Excerpts from a point labeling dataset

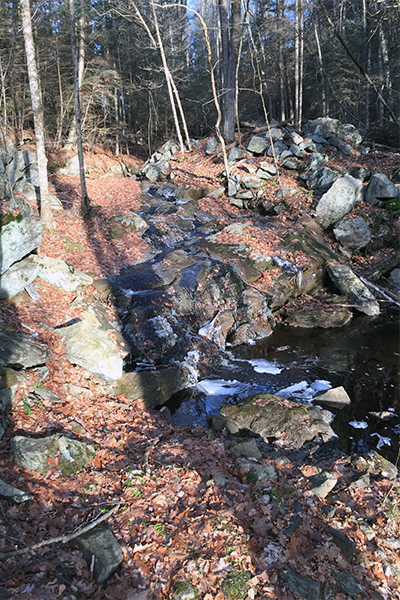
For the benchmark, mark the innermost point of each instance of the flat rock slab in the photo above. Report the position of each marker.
(60, 274)
(380, 188)
(319, 318)
(353, 234)
(18, 350)
(93, 349)
(100, 548)
(351, 286)
(348, 584)
(301, 586)
(292, 424)
(39, 455)
(341, 540)
(16, 278)
(18, 237)
(153, 387)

EXERCISE DETAILS:
Print the data above word for word, leaving out any pictures.

SOLUTION TO THIS TASK:
For the benchmark, mark the innermost point of each instance of the flat rock slab in the photo above. Report the position of each marker.
(60, 274)
(380, 188)
(319, 318)
(353, 234)
(18, 350)
(93, 349)
(100, 548)
(351, 286)
(348, 584)
(301, 586)
(292, 424)
(39, 455)
(341, 540)
(16, 278)
(18, 237)
(153, 387)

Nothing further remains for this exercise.